■ THE REQUEST ■
List every line of the listing below that contains the word "small".

=-=-=

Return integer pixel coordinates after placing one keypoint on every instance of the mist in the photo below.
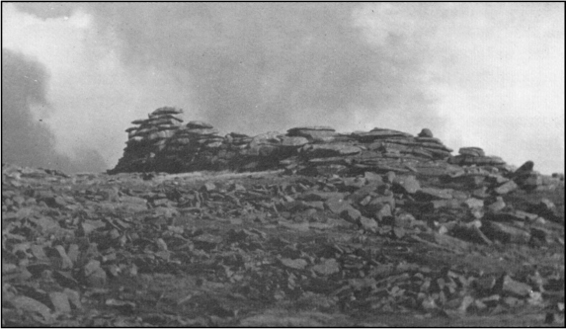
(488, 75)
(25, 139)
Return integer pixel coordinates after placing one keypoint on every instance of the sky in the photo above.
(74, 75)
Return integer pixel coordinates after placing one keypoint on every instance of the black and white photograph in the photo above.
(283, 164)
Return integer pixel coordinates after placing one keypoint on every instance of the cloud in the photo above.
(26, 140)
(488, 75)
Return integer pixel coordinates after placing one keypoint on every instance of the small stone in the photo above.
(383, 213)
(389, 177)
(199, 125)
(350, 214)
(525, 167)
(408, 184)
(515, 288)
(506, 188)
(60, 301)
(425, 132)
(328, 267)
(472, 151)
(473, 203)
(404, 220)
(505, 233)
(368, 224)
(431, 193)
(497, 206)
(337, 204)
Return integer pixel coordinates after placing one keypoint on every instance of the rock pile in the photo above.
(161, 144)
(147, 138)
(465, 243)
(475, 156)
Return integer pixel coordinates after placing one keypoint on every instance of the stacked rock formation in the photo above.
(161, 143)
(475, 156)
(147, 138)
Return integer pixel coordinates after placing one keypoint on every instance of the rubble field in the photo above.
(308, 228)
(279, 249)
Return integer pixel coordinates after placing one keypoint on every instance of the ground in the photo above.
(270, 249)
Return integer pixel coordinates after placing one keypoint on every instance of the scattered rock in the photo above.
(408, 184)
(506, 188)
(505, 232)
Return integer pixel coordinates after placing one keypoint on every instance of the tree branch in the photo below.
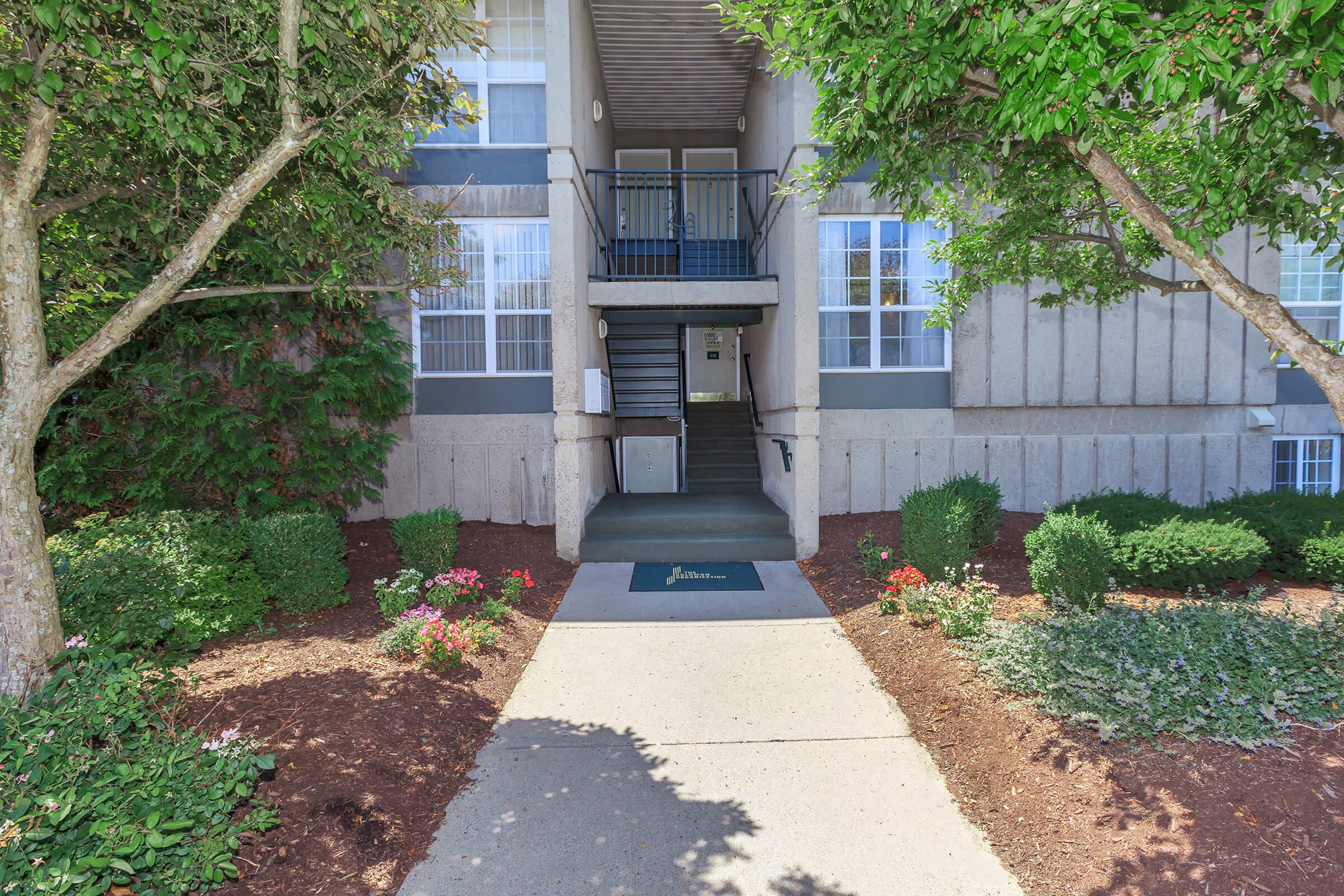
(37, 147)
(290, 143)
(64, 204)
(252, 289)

=-=-=

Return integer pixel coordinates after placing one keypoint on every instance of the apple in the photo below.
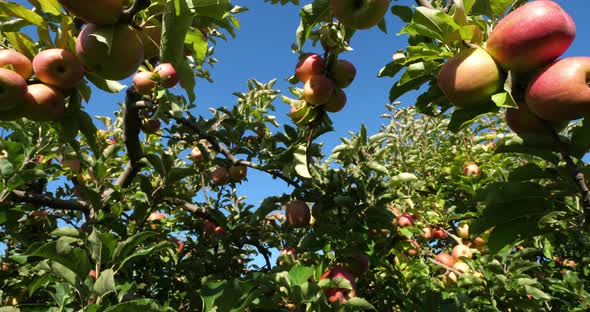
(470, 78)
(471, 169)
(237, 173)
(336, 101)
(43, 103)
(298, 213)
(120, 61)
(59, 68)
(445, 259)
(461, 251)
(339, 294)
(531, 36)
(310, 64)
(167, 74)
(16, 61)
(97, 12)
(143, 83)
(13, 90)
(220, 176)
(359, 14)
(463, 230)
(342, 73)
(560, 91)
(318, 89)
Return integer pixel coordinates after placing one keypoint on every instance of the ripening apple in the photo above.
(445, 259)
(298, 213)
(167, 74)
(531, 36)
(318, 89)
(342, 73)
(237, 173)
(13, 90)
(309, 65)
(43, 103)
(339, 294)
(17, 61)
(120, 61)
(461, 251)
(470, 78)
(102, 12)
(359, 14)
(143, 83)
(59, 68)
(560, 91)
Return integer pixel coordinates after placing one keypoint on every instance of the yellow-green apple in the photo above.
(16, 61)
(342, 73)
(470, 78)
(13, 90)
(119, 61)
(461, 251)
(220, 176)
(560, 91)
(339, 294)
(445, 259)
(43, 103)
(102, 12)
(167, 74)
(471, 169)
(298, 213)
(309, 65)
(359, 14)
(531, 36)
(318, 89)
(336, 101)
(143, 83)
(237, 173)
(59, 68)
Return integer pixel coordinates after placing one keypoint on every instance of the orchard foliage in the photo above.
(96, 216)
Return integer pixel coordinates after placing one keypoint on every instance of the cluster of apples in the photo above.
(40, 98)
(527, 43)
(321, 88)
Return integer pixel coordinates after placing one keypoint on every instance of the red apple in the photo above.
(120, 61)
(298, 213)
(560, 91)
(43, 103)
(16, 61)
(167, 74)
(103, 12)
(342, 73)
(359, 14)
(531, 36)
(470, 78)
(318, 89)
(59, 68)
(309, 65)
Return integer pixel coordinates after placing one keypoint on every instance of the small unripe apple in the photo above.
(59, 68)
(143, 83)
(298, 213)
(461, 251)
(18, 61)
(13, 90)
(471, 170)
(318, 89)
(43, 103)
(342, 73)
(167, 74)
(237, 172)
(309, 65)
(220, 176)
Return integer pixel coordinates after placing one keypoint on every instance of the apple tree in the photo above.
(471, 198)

=-=-=

■ EXERCISE RESULT ■
Return integer pixel coordinates after placing one keypoint on every instance of the small stone in the photo above.
Return integer pixel coordinates after placing one keypoint on every instance of the small unripe apple in the photo above.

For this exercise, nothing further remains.